Below are the entries; output exactly the lines from the one containing "Query: knuckle" through the final line, inclusive.

Recorded data:
-- -- --

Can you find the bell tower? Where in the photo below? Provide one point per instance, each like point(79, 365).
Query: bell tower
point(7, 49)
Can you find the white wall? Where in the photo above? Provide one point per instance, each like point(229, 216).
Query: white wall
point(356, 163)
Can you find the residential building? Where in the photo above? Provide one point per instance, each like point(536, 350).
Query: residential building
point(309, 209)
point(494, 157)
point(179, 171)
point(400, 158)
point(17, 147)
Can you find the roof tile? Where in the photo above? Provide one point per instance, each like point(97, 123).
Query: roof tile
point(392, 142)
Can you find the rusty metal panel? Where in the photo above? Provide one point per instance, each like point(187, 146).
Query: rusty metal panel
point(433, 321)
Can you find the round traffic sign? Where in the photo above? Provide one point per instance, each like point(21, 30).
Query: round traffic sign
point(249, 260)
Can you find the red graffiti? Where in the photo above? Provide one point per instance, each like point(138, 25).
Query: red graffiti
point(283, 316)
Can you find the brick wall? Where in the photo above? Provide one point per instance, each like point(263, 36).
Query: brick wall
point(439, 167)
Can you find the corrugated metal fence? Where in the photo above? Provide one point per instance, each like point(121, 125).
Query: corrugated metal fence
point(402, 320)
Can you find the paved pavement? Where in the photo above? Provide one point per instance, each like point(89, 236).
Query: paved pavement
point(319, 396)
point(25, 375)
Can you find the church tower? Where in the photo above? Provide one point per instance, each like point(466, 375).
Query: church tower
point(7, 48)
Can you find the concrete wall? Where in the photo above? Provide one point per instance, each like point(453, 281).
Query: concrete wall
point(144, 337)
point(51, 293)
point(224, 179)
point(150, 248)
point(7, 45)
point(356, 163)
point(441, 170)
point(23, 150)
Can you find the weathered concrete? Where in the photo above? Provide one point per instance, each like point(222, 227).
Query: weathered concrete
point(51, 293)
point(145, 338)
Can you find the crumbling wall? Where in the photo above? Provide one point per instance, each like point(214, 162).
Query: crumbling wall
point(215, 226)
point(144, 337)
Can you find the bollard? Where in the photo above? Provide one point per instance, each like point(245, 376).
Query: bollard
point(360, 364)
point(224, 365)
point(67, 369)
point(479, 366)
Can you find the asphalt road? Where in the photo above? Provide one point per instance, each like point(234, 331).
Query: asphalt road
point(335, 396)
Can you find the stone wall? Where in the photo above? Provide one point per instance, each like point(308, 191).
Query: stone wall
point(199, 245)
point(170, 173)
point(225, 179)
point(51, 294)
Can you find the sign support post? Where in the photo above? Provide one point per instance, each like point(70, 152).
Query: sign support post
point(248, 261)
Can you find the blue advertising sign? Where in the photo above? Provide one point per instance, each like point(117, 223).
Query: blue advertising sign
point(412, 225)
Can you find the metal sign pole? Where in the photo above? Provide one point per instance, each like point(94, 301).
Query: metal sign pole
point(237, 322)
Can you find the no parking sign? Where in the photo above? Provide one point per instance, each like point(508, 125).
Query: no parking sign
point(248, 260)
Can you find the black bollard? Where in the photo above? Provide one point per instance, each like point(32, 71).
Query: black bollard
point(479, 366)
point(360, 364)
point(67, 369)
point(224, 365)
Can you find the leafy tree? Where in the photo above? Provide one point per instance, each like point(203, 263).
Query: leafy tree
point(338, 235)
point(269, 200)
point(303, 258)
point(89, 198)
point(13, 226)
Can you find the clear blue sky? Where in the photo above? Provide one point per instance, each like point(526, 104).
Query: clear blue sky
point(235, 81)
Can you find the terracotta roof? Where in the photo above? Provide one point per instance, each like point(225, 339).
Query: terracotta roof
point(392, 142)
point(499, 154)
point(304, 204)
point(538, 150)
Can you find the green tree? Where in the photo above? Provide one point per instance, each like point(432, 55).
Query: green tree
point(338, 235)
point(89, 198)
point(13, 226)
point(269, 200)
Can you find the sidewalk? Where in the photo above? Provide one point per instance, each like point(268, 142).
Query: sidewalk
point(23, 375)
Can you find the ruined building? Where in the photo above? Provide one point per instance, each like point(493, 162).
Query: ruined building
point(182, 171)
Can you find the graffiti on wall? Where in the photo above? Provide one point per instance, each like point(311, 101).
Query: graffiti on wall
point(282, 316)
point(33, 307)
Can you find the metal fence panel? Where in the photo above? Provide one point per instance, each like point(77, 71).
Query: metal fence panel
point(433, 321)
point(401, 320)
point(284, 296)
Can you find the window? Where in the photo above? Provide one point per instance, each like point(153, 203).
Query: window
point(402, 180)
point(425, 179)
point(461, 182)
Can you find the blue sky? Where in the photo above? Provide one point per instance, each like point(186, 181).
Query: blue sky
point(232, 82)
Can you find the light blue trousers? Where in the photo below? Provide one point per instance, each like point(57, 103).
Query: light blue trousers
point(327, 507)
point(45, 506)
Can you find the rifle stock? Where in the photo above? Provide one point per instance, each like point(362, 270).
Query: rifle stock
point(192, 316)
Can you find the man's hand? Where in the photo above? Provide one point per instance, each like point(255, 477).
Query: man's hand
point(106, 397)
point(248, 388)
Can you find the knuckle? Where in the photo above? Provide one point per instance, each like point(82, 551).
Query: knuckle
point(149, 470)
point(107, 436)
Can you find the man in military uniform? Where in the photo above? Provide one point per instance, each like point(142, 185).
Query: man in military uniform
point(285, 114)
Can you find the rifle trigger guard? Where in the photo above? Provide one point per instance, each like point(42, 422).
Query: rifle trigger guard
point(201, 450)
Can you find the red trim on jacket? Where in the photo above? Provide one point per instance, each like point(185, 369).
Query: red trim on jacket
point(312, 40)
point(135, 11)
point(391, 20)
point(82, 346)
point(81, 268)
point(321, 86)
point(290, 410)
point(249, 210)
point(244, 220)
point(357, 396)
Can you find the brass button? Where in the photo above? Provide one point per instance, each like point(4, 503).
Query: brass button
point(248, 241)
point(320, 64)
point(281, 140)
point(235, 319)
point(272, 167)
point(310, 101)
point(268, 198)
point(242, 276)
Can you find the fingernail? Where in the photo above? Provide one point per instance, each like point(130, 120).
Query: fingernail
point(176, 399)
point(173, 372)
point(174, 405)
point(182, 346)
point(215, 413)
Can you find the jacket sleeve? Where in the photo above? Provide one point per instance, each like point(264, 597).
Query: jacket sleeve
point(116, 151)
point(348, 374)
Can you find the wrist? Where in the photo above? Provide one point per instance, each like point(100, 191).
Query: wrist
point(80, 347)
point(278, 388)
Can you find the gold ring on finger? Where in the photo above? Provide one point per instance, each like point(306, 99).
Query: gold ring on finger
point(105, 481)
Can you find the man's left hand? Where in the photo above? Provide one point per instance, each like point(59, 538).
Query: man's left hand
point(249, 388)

-- -- --

Response:
Query: knuckle
point(149, 470)
point(107, 436)
Can you find the man in military uniform? Where in the photo above? Provide one point per instance, each like point(142, 185).
Query: man in military uniform
point(285, 114)
Can you find the rifle trigger guard? Where in the photo above? Provide one point per instance, each like point(42, 422).
Query: rifle trigger guard
point(201, 450)
Can you find the red trim on jacket? Where in the photo above? Provide one point per instance, each like point(185, 369).
Query: red trim on jacket
point(312, 40)
point(135, 11)
point(391, 20)
point(82, 346)
point(81, 268)
point(321, 86)
point(290, 410)
point(249, 210)
point(244, 220)
point(357, 396)
Can you find the brass button? Where in the photo above? Provide one point per instance, each like point(4, 503).
Query: brass button
point(248, 241)
point(320, 64)
point(281, 140)
point(235, 319)
point(272, 167)
point(310, 101)
point(268, 198)
point(242, 276)
Can you find the fingernail? Where in the photo above? Provide one point per instance, each like point(130, 120).
Query: fingernail
point(176, 399)
point(173, 372)
point(174, 405)
point(182, 346)
point(215, 413)
Can you find the jacket sleeve? Where in the photo above? Provide one point per instance, each like point(264, 597).
Query: jacket sleeve
point(116, 151)
point(348, 374)
Can you find the wrist? Where in the photo above? Provide one point per instance, each like point(100, 191).
Query: wrist
point(80, 347)
point(278, 388)
Can you find the gold ring on finger? Where in the photo above? Provide one point per instance, each like point(306, 99).
Query: gold ring on finger
point(105, 481)
Can you find the man's left hand? Where in the photo above? Provide one point per instance, each like point(59, 538).
Query: man's left hand
point(249, 388)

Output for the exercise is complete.